START PROVIDED RECORDS
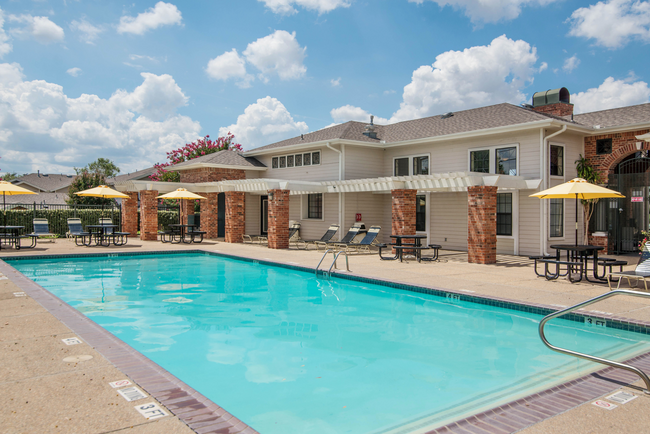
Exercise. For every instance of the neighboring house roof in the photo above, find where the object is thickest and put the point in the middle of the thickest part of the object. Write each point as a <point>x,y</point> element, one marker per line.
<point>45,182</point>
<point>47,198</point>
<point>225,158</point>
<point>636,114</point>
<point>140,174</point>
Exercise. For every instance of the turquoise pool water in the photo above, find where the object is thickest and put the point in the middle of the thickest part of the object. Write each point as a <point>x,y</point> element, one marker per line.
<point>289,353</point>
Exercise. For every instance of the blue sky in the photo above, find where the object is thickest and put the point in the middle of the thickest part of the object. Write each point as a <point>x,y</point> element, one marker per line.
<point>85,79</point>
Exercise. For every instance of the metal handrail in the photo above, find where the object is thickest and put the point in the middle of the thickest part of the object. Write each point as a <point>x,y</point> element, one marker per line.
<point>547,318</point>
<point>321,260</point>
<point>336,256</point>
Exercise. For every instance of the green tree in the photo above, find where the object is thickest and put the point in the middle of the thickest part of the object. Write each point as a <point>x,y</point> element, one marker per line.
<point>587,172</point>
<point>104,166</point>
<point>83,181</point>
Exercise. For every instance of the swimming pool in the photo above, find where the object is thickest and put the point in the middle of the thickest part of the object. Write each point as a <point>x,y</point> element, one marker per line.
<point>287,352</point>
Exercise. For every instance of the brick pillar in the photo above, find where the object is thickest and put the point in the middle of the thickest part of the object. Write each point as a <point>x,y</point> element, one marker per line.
END PROVIDED RECORDS
» WHAT YOU ARE ASKED TO DO
Switch every "Exercise" in the records above to "Task", keeping everything else the same. Leave the pictures out of your answer.

» RESPONSE TO THIS TASK
Task. For every instance of the neighboring house roof in the photo above, find where the object is thickest and put the point in the middle of the thickest part of the object. Write each point as a <point>x,y</point> element, one marker per line.
<point>45,182</point>
<point>47,198</point>
<point>225,158</point>
<point>636,114</point>
<point>140,174</point>
Task. For every instance of the turquoise pool water in the photo above, find where the object is thickest and put the point in the middle of the thickest part of the object. Write each point as a <point>x,y</point> element, one marker per line.
<point>289,353</point>
Task. For every instance of the blue sky in the photo above, find where the object is thickest and put the point in the middle of the thickest part of the object. Write each point as a <point>x,y</point> element, one marker per line.
<point>85,79</point>
Task. For every instance of the metal handrail in the photo above, find where the object is thickest and put the point in the middle of the thickest part of the object. Write each point as a <point>x,y</point> element, one marker per line.
<point>547,318</point>
<point>321,260</point>
<point>336,256</point>
Task. For every instance of the green tree in the photo above, find where the object is thickest and put the point in the middle of the thickest part of the object. Write each point as a <point>x,y</point> element, one marker per line.
<point>587,172</point>
<point>104,166</point>
<point>83,181</point>
Task. For every instance of the swimming pool in the photo above, find where the object is thickest and put the point in the middle of the thickest part of the object. Write each point as a <point>x,y</point> element, one marker per line.
<point>287,352</point>
Task. For every instance of the brick pillar in the photo above, find where the object is thickest and put the point in the middle of the thickest part of the object. Write each point as a <point>x,y</point> element, one marker per line.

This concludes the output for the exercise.